╔══

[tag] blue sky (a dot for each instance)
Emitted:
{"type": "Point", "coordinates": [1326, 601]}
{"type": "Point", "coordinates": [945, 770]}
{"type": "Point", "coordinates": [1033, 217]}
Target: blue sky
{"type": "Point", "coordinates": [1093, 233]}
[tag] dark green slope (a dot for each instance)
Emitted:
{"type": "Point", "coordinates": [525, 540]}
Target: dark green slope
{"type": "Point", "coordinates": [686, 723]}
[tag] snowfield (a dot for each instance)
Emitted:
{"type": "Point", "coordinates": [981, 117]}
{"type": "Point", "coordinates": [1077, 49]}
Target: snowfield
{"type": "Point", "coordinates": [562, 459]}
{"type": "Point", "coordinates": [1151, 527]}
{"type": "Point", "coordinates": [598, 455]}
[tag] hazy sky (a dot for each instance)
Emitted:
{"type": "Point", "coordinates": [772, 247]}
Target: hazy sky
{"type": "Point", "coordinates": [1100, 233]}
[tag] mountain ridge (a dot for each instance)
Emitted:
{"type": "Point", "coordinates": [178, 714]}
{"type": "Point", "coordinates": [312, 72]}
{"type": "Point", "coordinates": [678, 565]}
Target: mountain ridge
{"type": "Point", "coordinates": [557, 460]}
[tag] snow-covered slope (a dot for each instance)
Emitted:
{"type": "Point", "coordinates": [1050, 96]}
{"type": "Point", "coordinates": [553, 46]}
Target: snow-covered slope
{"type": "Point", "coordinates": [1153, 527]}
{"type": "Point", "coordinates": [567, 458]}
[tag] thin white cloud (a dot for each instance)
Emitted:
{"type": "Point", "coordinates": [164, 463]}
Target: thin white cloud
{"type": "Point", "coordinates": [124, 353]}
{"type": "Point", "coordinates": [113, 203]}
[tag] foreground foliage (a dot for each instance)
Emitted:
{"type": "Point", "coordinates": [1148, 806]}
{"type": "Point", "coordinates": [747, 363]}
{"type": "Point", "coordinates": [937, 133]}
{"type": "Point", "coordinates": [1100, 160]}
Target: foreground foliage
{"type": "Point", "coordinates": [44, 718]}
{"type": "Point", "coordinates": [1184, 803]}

╚══
╔══

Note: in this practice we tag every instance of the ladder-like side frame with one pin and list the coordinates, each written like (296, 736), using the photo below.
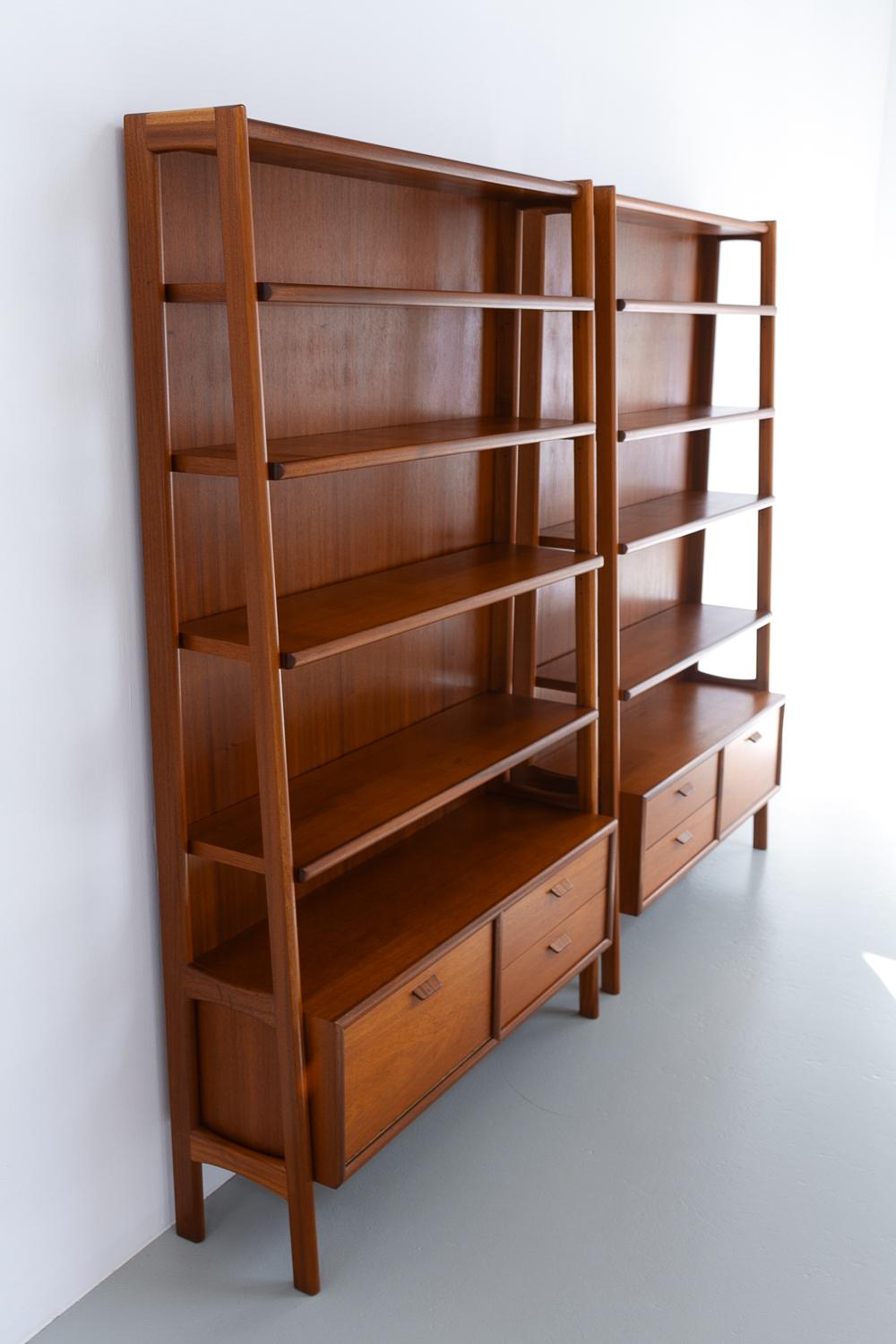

╚══

TASK REQUIREMENTS: Taking the records above as input, show every line in which the word "each" is present.

ANSWER BOX:
[tag] blue sky (a dot for each instance)
[tag] dark green slope (a dot for each instance)
[tag] snowfield (a dot for each instance)
[tag] hazy sky (a dot for each instance)
[tag] mountain ridge (a dot for each instance)
[tag] snow-covered slope (a dot for each instance)
[tag] thin white cloud (a dot for each instance)
[tag] foreground foliage (a dot for each instance)
Note: in this practice we tag every instance of the ladder-like side frame with one pin and list the coordinates, each written like (296, 736), using the photo below.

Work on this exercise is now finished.